Short exercise: Copy out every line of the data below that contains the string "white", matching case exactly.

------ Material provided ------

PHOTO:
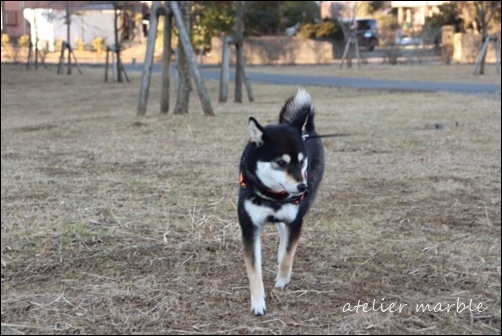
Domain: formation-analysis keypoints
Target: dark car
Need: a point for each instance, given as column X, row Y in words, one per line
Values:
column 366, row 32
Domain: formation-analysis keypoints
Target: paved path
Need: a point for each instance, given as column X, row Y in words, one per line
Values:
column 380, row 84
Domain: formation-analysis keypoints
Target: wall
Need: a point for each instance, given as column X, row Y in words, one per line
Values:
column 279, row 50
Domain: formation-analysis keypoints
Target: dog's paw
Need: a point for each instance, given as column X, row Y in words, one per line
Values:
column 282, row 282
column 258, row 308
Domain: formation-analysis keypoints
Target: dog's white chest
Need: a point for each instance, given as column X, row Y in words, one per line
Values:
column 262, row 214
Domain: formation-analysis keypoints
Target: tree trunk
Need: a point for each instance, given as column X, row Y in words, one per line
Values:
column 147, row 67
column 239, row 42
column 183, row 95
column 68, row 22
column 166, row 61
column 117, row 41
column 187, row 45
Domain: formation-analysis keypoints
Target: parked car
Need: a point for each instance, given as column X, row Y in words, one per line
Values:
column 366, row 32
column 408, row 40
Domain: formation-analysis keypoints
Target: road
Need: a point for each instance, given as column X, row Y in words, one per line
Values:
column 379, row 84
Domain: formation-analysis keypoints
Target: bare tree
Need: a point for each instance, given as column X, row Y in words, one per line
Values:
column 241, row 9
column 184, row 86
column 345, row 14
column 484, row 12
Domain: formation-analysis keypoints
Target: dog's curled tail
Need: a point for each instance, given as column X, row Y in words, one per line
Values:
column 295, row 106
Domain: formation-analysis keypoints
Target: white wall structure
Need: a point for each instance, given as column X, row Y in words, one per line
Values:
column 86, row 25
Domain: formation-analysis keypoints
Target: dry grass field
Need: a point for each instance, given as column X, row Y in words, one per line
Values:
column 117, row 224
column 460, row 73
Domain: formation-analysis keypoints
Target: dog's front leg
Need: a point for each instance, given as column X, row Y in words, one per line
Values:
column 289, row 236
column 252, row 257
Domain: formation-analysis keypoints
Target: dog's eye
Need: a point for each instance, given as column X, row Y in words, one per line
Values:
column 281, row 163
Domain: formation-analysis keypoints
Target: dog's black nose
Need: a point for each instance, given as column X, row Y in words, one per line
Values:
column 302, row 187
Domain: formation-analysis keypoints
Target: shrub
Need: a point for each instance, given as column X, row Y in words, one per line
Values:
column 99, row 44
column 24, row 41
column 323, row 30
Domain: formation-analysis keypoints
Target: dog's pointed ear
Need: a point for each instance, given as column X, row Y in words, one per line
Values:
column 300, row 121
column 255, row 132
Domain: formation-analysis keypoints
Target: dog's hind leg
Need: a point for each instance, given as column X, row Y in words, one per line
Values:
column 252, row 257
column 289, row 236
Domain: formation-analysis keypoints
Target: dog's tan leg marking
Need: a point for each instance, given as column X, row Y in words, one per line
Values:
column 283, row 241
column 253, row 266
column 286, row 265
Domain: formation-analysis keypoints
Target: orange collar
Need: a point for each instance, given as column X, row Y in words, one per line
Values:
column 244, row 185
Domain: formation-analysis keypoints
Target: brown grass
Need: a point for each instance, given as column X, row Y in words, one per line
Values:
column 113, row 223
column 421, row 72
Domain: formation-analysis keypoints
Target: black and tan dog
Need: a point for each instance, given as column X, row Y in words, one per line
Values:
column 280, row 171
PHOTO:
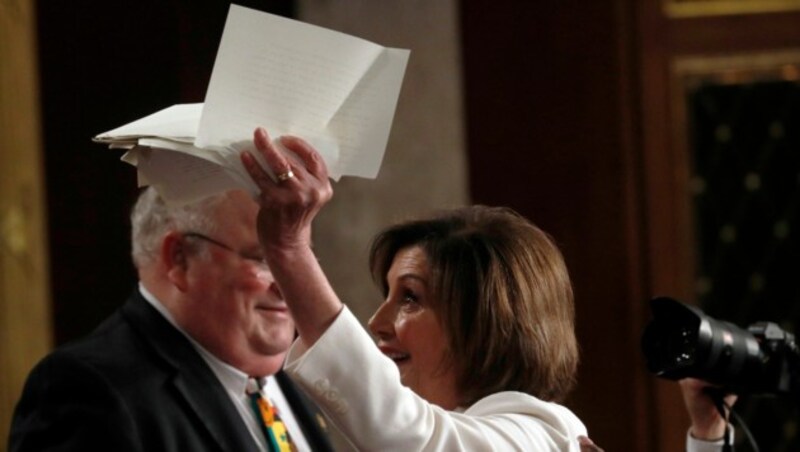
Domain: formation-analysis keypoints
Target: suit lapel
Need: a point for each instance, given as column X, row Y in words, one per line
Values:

------
------ Material provided ------

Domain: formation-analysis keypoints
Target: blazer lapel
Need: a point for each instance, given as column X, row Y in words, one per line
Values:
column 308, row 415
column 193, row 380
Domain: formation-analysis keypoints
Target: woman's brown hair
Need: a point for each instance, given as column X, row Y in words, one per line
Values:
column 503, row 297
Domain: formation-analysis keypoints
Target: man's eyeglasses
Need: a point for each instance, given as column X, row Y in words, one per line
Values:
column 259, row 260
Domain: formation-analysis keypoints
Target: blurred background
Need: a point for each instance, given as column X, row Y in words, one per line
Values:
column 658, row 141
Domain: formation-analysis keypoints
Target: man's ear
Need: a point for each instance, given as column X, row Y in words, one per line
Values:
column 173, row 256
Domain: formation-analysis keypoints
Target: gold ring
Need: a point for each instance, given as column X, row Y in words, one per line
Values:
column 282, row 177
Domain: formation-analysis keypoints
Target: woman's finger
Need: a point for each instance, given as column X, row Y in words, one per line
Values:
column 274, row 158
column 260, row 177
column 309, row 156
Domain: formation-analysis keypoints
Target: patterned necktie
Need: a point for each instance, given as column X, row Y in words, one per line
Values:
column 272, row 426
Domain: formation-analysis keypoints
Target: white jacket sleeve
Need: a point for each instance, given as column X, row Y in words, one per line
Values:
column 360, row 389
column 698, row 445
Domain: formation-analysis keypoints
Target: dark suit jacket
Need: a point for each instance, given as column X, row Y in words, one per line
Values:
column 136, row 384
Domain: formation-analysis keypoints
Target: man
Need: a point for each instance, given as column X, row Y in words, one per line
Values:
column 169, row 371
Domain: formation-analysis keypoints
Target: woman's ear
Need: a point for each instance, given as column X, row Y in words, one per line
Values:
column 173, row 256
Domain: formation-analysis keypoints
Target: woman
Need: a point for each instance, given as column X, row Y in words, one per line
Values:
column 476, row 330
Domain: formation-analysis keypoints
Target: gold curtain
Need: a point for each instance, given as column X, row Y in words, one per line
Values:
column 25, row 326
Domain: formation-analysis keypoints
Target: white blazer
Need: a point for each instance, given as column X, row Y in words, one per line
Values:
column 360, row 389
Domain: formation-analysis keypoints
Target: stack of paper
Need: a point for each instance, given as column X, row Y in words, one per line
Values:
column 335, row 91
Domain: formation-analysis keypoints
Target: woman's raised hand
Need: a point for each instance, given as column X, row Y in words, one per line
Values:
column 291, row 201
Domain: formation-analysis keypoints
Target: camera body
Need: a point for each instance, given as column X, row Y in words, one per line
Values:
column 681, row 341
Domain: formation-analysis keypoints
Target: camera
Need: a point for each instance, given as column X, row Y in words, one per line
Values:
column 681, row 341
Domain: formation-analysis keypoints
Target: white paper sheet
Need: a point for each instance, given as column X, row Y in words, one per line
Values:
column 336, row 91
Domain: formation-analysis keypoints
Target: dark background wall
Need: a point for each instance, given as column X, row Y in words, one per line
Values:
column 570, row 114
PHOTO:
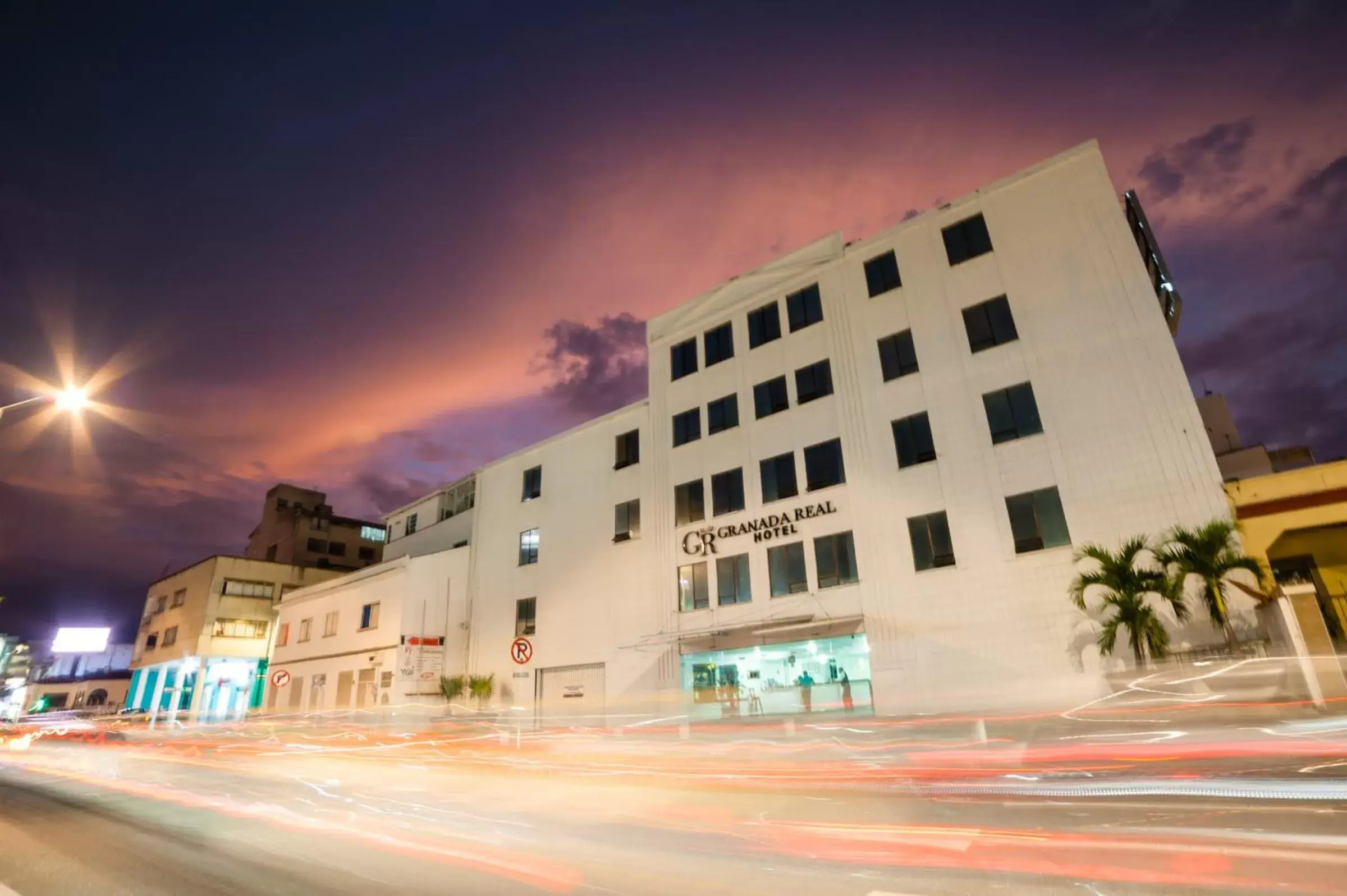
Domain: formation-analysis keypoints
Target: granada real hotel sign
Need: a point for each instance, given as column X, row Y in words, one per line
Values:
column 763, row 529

------

Complete output:
Target: dog's white chest
Target: white wall structure
Target: white jacket sleeve
Target: white blazer
Target: white paper sheet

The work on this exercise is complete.